| Problem to work on |
Work through the entries below and show every line in which "shirt" is found.

| Available data |
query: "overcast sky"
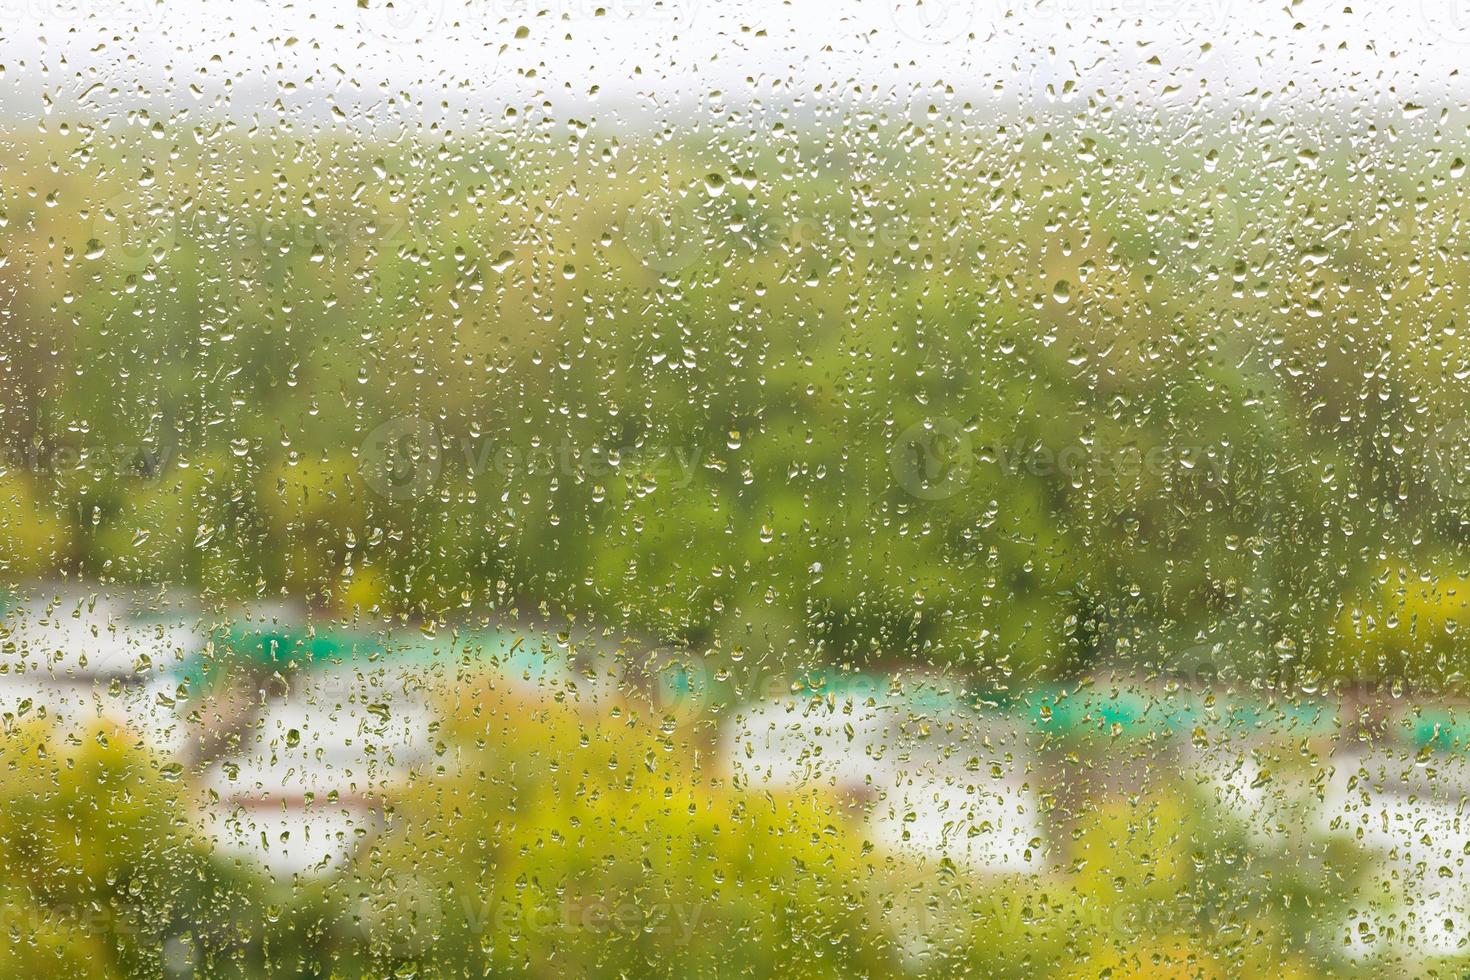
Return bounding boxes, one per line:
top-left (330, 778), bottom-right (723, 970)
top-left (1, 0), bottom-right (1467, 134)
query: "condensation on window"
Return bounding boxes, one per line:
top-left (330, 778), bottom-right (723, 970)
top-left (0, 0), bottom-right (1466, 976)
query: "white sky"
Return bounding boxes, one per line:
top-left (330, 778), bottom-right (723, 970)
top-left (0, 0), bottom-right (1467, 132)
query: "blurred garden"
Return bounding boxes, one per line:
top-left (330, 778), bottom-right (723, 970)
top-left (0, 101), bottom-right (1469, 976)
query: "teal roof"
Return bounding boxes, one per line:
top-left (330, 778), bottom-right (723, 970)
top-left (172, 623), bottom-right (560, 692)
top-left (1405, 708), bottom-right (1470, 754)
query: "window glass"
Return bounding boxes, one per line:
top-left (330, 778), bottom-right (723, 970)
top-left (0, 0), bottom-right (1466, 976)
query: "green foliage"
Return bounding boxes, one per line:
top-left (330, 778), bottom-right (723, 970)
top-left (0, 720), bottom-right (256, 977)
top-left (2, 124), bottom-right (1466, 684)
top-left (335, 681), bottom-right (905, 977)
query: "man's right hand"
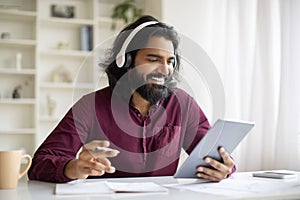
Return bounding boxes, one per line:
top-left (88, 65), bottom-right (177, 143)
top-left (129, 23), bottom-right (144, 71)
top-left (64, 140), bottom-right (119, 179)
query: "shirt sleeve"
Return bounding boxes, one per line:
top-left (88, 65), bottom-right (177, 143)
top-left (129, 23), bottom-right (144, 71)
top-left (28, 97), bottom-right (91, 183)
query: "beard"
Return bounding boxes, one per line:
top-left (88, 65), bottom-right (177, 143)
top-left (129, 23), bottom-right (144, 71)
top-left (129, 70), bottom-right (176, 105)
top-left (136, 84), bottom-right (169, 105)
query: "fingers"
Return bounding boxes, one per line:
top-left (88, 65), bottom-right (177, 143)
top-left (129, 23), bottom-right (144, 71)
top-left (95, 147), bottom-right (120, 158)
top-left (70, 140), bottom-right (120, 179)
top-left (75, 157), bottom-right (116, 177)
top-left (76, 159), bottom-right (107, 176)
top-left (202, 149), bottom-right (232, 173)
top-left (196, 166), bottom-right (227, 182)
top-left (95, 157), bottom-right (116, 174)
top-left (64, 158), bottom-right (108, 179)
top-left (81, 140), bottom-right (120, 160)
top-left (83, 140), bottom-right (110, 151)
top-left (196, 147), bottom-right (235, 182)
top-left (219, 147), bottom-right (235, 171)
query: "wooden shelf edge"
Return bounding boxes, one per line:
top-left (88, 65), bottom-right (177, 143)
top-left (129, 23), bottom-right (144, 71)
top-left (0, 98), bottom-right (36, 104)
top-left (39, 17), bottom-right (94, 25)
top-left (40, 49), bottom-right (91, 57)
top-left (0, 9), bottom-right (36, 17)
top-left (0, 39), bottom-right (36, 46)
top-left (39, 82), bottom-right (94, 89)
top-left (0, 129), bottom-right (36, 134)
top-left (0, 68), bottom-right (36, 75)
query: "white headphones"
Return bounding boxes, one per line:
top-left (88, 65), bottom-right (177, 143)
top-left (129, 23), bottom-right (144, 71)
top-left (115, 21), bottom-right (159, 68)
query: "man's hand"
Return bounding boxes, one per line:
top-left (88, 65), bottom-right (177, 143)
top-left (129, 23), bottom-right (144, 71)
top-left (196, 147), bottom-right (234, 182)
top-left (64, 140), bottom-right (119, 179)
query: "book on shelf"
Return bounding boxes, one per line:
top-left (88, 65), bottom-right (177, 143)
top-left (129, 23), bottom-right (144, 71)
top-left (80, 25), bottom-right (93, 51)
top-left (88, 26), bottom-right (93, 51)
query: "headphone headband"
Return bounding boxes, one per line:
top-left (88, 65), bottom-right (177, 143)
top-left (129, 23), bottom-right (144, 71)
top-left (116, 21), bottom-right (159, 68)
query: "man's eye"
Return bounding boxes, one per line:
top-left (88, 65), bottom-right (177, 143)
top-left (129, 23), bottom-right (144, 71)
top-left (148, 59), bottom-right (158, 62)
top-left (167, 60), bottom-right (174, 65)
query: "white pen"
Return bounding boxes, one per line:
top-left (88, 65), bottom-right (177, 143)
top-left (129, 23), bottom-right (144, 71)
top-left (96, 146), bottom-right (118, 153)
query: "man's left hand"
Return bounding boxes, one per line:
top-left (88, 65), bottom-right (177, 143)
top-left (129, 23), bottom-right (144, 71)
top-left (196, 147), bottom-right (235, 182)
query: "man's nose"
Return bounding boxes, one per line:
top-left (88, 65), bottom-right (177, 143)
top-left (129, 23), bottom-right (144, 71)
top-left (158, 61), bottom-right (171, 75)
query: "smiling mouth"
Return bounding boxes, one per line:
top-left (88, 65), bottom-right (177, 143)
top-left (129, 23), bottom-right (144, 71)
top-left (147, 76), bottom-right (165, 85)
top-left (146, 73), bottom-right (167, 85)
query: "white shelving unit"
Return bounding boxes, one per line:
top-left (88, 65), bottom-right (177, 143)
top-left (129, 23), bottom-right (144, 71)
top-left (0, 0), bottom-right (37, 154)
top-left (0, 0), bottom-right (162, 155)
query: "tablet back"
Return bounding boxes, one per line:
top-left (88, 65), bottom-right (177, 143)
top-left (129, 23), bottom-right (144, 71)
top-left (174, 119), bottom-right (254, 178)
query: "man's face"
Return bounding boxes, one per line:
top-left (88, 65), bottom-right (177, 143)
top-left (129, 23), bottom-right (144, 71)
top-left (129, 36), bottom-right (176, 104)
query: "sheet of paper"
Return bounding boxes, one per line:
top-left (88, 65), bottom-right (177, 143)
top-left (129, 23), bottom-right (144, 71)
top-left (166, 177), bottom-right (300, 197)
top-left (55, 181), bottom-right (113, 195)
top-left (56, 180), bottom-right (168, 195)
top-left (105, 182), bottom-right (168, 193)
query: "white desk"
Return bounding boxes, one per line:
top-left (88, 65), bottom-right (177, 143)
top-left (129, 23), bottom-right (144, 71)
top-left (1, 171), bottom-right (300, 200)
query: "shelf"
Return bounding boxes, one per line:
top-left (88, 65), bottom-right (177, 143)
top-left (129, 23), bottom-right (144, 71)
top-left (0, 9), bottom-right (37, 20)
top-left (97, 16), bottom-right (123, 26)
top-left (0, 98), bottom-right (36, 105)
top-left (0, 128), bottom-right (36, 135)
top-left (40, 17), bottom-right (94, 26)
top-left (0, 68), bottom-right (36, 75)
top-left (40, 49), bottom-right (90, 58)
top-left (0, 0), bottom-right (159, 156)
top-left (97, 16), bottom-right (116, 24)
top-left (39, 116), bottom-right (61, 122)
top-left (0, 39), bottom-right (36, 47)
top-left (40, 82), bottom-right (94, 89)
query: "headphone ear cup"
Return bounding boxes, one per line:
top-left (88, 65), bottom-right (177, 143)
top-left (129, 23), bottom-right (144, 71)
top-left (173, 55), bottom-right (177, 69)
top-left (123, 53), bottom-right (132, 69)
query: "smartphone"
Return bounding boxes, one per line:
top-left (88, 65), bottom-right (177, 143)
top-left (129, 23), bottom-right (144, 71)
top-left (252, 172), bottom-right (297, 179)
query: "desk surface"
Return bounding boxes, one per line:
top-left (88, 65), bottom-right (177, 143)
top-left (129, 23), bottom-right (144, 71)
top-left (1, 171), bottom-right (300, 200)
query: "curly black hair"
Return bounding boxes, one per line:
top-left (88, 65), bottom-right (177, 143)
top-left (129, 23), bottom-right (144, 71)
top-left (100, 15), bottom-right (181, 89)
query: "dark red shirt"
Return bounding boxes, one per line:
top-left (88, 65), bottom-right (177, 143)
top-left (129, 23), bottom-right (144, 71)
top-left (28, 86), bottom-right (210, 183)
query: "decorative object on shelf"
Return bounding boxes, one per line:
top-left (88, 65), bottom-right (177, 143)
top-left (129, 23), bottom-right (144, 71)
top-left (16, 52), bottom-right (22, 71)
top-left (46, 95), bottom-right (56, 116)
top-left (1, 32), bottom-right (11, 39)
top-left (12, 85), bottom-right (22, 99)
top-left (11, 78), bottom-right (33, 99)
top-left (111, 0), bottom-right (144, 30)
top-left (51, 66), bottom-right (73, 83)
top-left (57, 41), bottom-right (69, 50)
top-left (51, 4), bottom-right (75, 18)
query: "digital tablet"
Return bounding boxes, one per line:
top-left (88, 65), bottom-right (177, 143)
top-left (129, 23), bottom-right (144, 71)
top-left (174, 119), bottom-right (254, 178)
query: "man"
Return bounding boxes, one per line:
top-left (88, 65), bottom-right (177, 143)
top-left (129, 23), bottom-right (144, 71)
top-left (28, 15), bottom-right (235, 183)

| Output for this task |
query: "shirt sleeve"
query: "dark red shirt"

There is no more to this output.